L214 est l’association de protection animale qui a réussi à propulser ses thèmes au cœur du débat public et médiatique. Enquêtes, vidéos, polémiques… et plus récemment procès. Depuis deux ans, les problématiques autour du traitement de la vie animale se retrouvent régulièrement en ouverture des 20h. Nous avons rencontré la co-fondatrice et directrice de L214, Brigitte Gothière, afin de se pencher sur la stratégie gagnante de L214, et d’évoquer sa vision de l’antispécisme. 


LVSL – La stratégie de L214 ces dernières années est assez unique dans le champ des associations de protection animale : vous tentez de vous rapprocher des préoccupations de tous, et pas seulement des militants et des personnes déjà sensibilisées. Ainsi, les campagnes de L214 sont plutôt axées sur les thématiques qui parlent à la majorité des français comme la fourrure et l’élevage en batterie.  C’est une stratégie assumée ?

> **EXTRAIT DES DONNÉES**:
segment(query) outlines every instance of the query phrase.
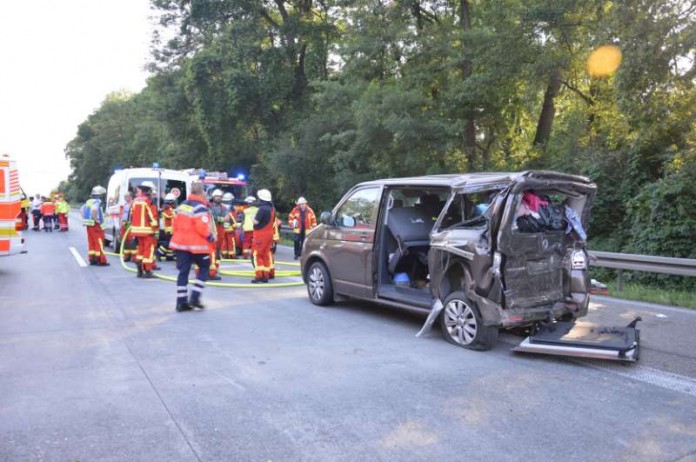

> **TRAVAIL À FAIRE**:
(a) D'après le document source, quelles fonctions Brigitte Gothière exerce-t-elle au sein de L214 ?
(b) Résumez le document source en deux phrases.
Appuyez-vous uniquement sur le document source pour répondre.

> **CORRIGÉ DÉTAILLÉ**:
(a) Elle est la co-fondatrice et la directrice de L214.

(b) L214 est une association de protection animale qui a réussi à placer ses thèmes au cœur du débat public et médiatique, si bien que le traitement de la vie animale ouvre régulièrement les journaux de 20h depuis deux ans. Sa co-fondatrice et directrice, Brigitte Gothière, est interrogée sur la stratégie de l'association, dont les campagnes portent sur des thèmes qui parlent à la majorité des Français, comme la fourrure et l'élevage en batterie, ainsi que sur sa vision de l'antispécisme.